** BEGIN Exercise materials **
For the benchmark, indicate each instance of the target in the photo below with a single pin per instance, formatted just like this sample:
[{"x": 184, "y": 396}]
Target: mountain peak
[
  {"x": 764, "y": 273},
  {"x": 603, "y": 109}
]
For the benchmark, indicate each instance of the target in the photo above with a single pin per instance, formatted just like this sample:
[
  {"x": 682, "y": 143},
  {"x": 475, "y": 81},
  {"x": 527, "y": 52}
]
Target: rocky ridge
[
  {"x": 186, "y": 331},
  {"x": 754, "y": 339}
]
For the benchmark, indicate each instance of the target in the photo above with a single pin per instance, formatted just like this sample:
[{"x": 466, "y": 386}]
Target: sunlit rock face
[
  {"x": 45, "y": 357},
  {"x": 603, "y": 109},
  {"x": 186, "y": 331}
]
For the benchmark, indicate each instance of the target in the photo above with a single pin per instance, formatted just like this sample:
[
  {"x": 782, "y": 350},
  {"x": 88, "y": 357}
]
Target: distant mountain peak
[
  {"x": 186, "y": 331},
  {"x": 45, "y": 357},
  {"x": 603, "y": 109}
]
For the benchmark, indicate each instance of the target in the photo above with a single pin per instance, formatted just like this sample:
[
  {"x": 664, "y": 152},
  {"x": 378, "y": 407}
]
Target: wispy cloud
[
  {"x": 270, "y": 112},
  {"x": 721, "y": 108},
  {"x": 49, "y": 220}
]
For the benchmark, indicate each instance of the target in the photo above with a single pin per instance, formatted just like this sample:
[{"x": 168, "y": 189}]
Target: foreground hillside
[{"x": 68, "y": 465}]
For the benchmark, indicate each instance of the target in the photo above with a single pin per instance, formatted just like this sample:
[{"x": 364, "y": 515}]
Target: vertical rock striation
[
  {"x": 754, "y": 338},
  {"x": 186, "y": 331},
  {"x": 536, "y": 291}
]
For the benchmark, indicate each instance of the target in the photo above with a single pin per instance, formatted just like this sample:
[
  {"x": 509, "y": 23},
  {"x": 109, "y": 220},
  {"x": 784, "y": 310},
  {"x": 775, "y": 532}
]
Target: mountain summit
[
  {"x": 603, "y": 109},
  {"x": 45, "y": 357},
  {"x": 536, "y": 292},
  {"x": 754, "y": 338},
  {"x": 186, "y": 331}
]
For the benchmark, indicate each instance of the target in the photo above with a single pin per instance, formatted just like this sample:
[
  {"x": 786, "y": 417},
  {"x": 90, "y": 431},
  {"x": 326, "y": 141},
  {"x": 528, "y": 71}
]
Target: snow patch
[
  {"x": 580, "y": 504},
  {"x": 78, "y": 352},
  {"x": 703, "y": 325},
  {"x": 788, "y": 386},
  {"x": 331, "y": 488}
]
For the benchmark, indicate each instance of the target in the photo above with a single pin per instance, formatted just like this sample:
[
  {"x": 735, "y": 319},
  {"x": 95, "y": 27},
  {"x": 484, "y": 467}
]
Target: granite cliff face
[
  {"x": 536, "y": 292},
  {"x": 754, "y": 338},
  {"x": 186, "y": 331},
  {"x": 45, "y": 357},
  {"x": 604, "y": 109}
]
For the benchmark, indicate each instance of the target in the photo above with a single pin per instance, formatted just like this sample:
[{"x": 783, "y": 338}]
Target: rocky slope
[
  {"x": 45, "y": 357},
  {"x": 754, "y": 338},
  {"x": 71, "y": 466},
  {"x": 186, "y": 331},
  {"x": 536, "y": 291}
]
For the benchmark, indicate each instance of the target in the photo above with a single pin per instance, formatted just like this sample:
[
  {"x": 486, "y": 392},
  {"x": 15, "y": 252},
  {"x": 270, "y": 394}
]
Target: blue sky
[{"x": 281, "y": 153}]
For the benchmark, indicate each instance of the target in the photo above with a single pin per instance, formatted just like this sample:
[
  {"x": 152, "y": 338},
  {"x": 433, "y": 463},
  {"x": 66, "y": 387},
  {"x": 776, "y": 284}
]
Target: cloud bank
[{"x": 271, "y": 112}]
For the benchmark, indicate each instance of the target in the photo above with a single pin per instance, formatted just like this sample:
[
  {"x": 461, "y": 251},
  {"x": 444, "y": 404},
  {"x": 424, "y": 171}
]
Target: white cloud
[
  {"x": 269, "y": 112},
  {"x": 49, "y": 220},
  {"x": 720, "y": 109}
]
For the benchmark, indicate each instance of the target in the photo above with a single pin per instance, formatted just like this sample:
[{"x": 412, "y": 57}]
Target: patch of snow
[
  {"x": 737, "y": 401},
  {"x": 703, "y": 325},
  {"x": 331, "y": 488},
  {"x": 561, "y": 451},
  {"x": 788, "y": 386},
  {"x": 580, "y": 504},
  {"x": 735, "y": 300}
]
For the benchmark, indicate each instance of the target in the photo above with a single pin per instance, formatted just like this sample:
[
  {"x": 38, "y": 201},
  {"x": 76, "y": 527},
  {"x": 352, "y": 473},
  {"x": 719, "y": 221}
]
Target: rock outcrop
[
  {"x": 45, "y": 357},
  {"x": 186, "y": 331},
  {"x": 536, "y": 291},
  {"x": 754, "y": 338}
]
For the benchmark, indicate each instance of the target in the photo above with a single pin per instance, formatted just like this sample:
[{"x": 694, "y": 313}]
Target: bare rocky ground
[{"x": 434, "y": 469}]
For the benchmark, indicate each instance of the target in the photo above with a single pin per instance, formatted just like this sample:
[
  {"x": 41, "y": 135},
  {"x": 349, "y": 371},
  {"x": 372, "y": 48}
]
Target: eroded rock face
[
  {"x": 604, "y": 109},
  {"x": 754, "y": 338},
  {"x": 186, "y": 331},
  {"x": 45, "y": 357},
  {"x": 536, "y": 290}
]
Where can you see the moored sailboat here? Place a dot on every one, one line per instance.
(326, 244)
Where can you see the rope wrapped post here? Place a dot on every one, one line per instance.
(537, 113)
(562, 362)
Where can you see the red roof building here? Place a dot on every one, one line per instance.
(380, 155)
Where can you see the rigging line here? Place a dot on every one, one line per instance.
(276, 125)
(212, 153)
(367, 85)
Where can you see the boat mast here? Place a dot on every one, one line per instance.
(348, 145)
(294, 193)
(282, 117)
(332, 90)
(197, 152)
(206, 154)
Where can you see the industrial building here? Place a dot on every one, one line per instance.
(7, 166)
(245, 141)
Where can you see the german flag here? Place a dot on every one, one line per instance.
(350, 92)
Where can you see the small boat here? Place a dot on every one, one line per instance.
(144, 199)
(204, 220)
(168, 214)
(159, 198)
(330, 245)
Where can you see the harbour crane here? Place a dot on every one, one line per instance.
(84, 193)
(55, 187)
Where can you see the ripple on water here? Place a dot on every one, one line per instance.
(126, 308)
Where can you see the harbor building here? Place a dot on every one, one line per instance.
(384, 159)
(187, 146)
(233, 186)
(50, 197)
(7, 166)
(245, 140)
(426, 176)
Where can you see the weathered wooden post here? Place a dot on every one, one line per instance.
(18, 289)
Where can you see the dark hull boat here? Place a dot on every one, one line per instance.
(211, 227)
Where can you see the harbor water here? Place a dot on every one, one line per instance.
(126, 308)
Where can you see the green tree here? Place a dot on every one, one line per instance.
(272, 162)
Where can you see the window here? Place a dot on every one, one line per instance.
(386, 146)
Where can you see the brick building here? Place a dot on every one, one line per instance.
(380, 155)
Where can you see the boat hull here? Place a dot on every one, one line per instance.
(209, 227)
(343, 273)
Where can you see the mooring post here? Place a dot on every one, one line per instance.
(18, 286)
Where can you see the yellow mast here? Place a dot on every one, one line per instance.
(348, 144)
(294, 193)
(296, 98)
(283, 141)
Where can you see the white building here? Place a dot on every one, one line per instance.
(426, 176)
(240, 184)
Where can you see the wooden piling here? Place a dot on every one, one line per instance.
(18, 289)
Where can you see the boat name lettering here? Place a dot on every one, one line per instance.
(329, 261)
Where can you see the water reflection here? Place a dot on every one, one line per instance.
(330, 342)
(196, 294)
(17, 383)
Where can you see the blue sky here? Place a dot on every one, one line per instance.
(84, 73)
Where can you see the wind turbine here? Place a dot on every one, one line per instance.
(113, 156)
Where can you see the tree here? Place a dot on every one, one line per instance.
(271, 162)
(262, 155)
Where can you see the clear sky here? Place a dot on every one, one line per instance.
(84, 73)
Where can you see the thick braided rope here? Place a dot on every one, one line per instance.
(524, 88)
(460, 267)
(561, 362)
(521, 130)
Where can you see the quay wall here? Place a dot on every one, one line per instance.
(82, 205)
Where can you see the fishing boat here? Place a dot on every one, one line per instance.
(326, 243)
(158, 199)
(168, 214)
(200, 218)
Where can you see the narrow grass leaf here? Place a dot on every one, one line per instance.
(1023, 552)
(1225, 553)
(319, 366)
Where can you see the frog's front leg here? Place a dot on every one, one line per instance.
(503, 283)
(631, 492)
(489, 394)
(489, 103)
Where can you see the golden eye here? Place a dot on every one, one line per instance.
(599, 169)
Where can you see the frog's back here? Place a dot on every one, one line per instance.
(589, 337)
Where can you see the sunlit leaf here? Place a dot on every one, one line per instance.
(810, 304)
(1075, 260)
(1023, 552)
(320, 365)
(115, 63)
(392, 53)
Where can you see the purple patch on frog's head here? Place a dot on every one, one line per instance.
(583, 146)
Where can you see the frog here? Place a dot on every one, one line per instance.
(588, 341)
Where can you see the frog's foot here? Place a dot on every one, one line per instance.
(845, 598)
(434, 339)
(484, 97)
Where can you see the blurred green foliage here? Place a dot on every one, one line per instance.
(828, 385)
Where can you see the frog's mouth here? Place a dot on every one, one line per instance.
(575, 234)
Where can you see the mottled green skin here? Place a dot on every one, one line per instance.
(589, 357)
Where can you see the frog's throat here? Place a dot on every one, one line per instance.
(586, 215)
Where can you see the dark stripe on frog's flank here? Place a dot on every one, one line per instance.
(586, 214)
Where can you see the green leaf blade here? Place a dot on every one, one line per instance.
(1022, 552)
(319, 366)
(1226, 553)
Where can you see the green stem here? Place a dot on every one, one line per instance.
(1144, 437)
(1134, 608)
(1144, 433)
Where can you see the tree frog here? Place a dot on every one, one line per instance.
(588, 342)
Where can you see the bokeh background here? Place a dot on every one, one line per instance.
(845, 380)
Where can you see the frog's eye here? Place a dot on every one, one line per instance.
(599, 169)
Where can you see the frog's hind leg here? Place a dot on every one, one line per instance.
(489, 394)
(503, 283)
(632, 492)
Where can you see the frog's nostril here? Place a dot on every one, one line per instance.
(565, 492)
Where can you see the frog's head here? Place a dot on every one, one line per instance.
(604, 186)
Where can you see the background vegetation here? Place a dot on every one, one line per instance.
** END Exercise materials **
• **Work to complete**:
Give the lines exactly as they stand, from the line with "Where can you see the frog's foot" through the end of the material.

• **The response**:
Where can you see the frog's foot here? Place a dot on every one, one line per instance.
(845, 598)
(434, 339)
(484, 97)
Where can you see the blurred green foliage here? Place a dot on every one, one line per instance.
(828, 385)
Where can you see the frog's mouth here? Place a dot on every one, one line per instance.
(575, 234)
Where can you see the mottled green skin here? Place a dot on every one, one line per instance.
(589, 357)
Where can you see the frog's throat here? Place a dot on every one, one line per instance.
(586, 215)
Where can you see the dark stripe on frog's flank here? Place a dot on every one, one line per instance.
(586, 214)
Where can you see the green leaf blade here? Place a dot on every one, one line per instance.
(1022, 552)
(319, 366)
(1226, 553)
Where can you see the green stem here? Place a dot on every one, one line per instance.
(1144, 437)
(1134, 608)
(1144, 433)
Where can you see the tree frog here? Place a dot on every one, one line per instance.
(588, 342)
Where can you see the bokeh background here? Place a dot on every one, one line per instance.
(845, 380)
Where can you see the frog's eye here? Place a dot on every one, one line per instance.
(599, 169)
Where can you see the frog's hind leg here? Place a dot on every one, one line per instance.
(489, 394)
(503, 283)
(632, 492)
Where can you see the frog's nostril here? Place a dot on every one, one line per instance.
(565, 492)
Where can you see the frog's head here? Place a dot on every one, one line per instance.
(604, 186)
Where can you see the background vegetation here? Place a dot on every one, one line per instance.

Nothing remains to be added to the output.